# Provided passage
┌──

Who said the odds were insurmountable?
Fred Hoyle and N. Chandra Wickramasinghe, calculated that there is less than 1 chance in 10 to the 40,000power that life could have originated by random trials.
"...life cannot have had a random beginning...The trouble is that there are about two thousand enzymes, and the chance of obtaining them all in a random trial is only one part in 10 to the 40,000power, an outrageously small probability that could not be faced even if the whole universe consisted of organic soup. If one is not prejudiced either by social beliefs or by a scientific
training into the conviction that life originated on the Earth, this simple calculation wipes the idea entirely out of court....The enormous information content of even the simplest living systems...cannot in our view be generated by what are often called "natural" processes...For life to have originated on the Earth it would be necessary that quite explicit instruction should have been provided for its assembly...There is no way in which we can expect to avoid the need for information, no way in which we can simply get by with a bigger and better organic soup, as we ourselves hoped might be possible a year or two ago."

└──

# Information

┌──

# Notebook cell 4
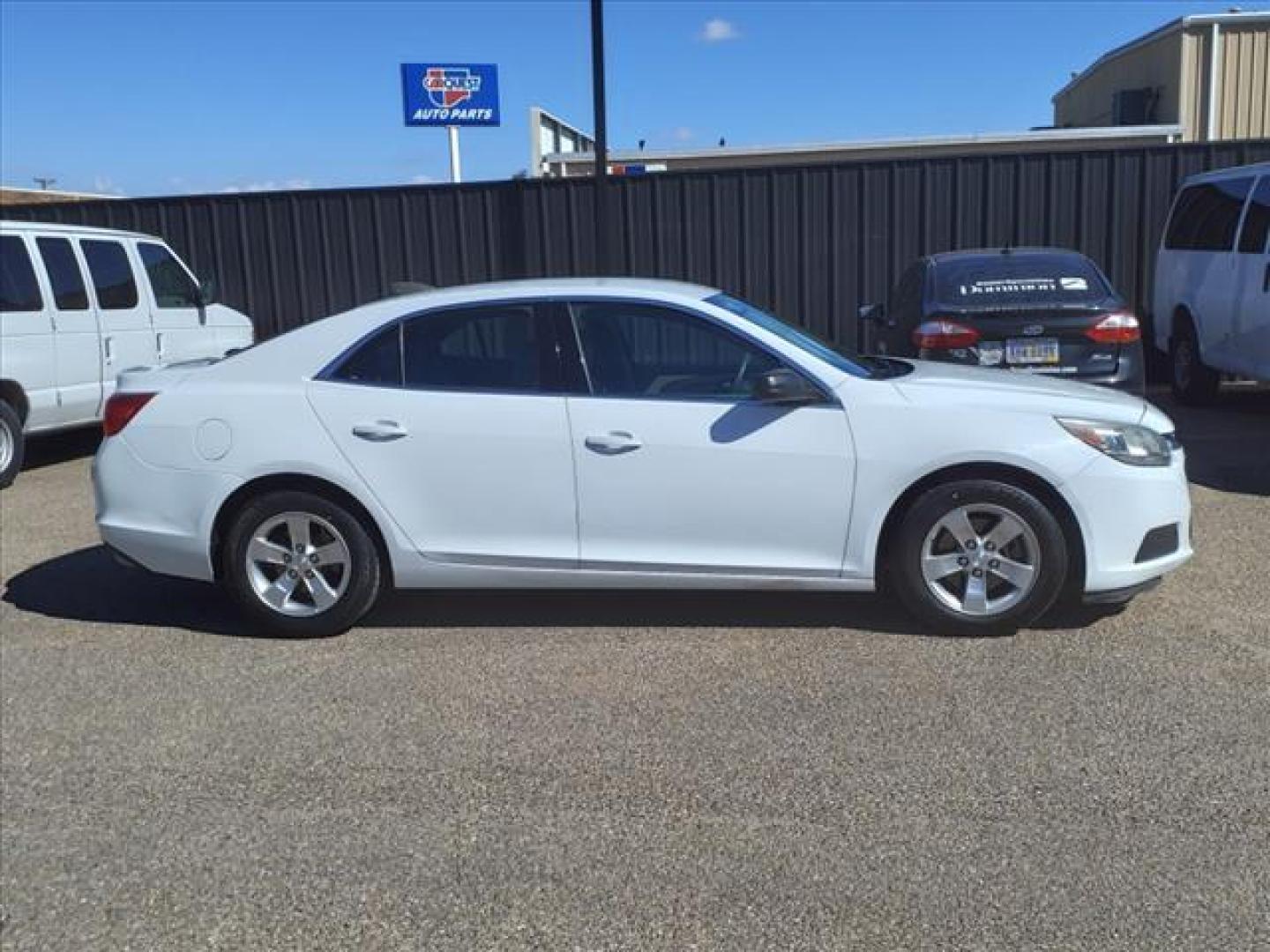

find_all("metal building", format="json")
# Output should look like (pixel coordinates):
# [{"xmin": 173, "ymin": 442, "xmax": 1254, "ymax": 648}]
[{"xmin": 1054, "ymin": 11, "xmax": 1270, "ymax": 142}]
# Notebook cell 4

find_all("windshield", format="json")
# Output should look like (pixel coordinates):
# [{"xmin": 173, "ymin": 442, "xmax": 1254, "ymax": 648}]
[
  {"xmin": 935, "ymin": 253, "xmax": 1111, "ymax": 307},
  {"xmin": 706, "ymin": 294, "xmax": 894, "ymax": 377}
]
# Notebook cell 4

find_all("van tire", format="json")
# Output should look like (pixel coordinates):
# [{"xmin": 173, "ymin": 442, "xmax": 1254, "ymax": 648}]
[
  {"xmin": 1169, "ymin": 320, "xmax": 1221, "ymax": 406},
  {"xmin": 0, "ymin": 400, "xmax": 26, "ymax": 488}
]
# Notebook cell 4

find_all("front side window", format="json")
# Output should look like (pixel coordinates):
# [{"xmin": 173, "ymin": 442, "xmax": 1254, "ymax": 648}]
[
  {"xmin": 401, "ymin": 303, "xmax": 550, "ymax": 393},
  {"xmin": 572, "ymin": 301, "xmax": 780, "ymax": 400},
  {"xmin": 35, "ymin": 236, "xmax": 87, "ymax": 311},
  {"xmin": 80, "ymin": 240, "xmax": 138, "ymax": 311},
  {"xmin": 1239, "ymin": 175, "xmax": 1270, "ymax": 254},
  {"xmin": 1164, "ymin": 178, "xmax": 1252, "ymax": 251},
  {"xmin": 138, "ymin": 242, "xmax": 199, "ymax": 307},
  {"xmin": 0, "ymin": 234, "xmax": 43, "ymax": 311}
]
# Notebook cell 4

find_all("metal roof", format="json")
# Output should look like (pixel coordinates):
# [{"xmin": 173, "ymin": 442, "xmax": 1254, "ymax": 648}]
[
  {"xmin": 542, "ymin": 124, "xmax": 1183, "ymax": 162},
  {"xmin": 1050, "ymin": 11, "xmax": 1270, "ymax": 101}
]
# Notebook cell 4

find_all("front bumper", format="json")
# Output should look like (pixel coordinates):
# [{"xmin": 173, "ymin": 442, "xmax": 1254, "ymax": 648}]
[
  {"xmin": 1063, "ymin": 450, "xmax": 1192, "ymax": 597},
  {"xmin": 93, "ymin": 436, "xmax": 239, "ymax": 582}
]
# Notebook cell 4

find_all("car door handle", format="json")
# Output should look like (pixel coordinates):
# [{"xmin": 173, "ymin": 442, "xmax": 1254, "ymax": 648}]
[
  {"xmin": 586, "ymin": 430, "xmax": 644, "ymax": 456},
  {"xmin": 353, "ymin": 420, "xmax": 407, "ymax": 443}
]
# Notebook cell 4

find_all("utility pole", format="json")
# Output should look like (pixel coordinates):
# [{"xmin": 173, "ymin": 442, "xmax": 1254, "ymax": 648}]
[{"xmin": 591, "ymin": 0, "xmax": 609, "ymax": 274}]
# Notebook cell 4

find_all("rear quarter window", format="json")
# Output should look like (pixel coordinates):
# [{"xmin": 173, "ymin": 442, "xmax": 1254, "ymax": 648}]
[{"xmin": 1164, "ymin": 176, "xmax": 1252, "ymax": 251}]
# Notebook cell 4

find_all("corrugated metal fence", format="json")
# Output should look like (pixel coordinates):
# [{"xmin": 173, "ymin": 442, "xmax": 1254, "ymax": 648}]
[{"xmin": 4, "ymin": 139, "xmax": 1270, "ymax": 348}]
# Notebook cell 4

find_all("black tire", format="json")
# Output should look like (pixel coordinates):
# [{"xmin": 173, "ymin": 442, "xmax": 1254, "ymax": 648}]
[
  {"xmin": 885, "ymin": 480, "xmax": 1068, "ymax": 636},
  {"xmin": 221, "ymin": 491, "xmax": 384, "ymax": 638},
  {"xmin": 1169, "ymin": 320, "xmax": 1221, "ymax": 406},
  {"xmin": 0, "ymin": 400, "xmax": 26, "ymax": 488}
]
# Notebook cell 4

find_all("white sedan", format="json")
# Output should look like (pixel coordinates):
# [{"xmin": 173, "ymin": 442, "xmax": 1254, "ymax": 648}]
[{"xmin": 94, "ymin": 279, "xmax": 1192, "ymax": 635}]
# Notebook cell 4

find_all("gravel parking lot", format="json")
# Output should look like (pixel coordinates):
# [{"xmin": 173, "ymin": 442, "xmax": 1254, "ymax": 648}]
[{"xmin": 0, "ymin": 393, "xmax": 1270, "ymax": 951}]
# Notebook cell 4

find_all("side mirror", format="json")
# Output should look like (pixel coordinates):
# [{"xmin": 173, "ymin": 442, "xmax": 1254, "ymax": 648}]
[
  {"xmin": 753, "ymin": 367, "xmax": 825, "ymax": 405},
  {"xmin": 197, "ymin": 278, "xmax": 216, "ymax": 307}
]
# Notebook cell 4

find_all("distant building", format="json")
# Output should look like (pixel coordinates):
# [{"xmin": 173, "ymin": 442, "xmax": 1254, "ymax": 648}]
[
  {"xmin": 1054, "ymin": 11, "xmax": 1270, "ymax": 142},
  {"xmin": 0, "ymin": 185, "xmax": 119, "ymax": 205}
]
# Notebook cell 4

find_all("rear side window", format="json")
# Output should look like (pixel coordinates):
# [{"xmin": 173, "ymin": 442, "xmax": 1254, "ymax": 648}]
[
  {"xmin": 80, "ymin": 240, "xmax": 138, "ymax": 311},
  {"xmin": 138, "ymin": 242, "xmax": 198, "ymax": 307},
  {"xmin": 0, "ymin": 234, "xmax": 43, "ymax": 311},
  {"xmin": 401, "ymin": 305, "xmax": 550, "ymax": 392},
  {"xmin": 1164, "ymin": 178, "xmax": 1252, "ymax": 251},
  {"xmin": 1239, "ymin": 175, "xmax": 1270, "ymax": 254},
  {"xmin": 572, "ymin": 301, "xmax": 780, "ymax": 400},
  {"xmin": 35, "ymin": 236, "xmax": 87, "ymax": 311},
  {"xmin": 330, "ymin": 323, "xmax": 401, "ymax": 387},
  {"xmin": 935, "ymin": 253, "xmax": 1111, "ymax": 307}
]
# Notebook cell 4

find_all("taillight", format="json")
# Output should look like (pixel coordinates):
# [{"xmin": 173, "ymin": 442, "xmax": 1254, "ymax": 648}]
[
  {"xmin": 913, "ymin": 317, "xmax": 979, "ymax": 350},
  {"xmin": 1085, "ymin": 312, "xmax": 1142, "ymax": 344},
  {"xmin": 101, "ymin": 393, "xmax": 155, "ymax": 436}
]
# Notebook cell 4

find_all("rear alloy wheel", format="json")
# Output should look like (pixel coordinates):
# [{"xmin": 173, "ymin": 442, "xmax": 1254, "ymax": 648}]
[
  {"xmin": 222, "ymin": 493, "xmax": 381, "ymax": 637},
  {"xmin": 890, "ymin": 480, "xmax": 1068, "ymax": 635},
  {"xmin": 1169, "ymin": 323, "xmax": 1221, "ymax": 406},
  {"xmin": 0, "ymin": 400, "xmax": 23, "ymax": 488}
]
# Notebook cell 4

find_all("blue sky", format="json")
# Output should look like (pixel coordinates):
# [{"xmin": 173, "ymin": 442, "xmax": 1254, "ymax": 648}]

└──

# Work order A
In the passage on the odds against life's random origin, about how many enzymes are said to be involved?
# Work order B
In the passage on the odds against life's random origin, why do Hoyle and Wickramasinghe say life cannot have had a random beginning? Answer in one to three sentences.
# Work order C
Pick up the passage on the odds against life's random origin after its final sentence and continue it.

# Answer space A
About two thousand.

# Answer space B
There are about two thousand enzymes, and the chance of obtaining them all in a random trial is only one part in 10 to the 40,000 power. That probability is so small that it could not be faced even if the whole universe consisted of organic soup.

# Answer space C
Fred Hoyle and N. Chandra Wickramasinghe,
Evolution from Space [Aldine House, 33 Welbeck
Street, London W1M 8LX:
J.M. Dent & Sons, 1981), p. 148, 24,150,30,31).
Obviously "it happened". We are here, plants are here, microbes are here, all life is here. HOW it happened is not explained by stating some hypothesis and then when that hypothesis is shown to be outside the odds of probability, backing your hypothesis by stating "and yet it happened".
In fact your statement is as hollow that it could be used by anyone to back their "theory" as for the existence of anything.